Stated exercise 1:
Answer these from the passage on replication helper hosts:
(a) What host and port does the first code sample set as the helper host?
(b) Why does a node that has already been added to the replication group need no helper host when it restarts?
(c) When the very first node in the group starts for the very first time, which node should be named as the helper host?
Stated exercise 2: Continue the passage on replication helper hosts from its last sentence.
[START Passage to read]
When configuring and instantiating a ReplicatedEnvironment object, you should usually configure the environment so that a helper host other than the local machine is used:

EnvironmentConfig envConfig = new EnvironmentConfig();
envConfig.setAllowCreate(true);
envConfig.setTransactional(true);
 
// Identify the node
ReplicationConfig repConfig = new ReplicationConfig();
repConfig.setGroupName("PlanetaryRepGroup");
repConfig.setNodeName("Jupiter");
repConfig.setNodeHostPort("jupiter.example.com:5002");
 
// Use the node at mercury.example.com:5001 as a helper to find the rest
// of the group.
repConfig.setHelperHosts("mercury.example.com:5001");
 
ReplicatedEnvironment repEnv =
   new ReplicatedEnvironment(envHome, repConfig, envConfig);  

Note that if you are restarting a node that has already been added to the replication group, then you do not have to supply a helper host at all. This is because the node will already have locally stored host and port information about the other nodes in the group.

EnvironmentConfig envConfig = new EnvironmentConfig();
envConfig.setAllowCreate(true);
envConfig.setTransactional(true);
 
// Identify the node
ReplicationConfig repConfig = 
    new ReplicationConfig("PlanetaryRepGroup", 
                          "Jupiter", 
                          "jupiter.example.com:5002");
 
ReplicatedEnvironment repEnv =
   new ReplicatedEnvironment(envHome, repConfig, envConfig);  

However, if you are starting the very first node in the replication group for the very first time, then there is no other helper host that the node can use to locate a Master. In this case, identify the current node as the helper host, and it will then go ahead and become a replication group of size 1 with itself as a Master.
[END Passage to read]
[START Dataset entries]
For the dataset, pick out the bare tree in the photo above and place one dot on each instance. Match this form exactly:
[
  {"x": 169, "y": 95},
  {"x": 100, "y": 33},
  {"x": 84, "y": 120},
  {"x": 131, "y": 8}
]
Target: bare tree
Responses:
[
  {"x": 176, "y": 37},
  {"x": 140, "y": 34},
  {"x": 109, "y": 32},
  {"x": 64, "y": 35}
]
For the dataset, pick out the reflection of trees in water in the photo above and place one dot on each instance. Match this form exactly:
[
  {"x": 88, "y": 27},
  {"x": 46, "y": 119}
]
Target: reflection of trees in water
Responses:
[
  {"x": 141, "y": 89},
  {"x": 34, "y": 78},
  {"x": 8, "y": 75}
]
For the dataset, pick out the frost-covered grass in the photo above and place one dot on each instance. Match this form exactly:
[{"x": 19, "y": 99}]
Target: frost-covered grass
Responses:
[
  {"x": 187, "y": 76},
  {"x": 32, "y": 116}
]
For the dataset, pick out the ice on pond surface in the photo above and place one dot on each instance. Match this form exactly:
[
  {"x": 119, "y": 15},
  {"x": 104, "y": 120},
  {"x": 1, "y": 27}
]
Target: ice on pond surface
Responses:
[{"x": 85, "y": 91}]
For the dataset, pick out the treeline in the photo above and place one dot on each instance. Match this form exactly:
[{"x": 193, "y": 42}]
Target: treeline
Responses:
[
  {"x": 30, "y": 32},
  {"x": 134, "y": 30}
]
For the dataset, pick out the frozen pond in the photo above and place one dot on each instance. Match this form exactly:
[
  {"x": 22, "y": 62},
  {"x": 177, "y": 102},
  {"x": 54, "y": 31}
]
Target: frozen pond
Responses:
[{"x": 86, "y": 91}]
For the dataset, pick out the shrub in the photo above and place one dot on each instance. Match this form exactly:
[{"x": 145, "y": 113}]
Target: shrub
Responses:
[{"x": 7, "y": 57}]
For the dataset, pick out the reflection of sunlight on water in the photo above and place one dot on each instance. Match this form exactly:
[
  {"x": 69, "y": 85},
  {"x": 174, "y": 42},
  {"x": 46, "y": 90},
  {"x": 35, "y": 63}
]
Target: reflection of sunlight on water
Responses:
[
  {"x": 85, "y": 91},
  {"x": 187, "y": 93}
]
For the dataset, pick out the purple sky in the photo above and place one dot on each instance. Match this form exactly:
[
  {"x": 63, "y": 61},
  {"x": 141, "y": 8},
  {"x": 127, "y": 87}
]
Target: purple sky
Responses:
[END Dataset entries]
Written reply 1:
(a) mercury.example.com:5001
(b) The node already has locally stored host and port information about the other nodes in the group.
(c) The current node itself, which then becomes a replication group of size 1 with itself as Master.

Written reply 2:
Note

Do this ONLY if you are truly starting the very first electable node in a replication group for the very first time.

EnvironmentConfig envConfig = new EnvironmentConfig();
envConfig.setAllowCreate(true);
envConfig.setTransactional(true);
 
// Identify the node
ReplicationConfig repConfig = 
    new ReplicationConfig("PlanetaryRepGroup", 
                          "Jupiter", 
                          "jupiter.example.com:5002");
 
// This is the first node, so the helper is itself.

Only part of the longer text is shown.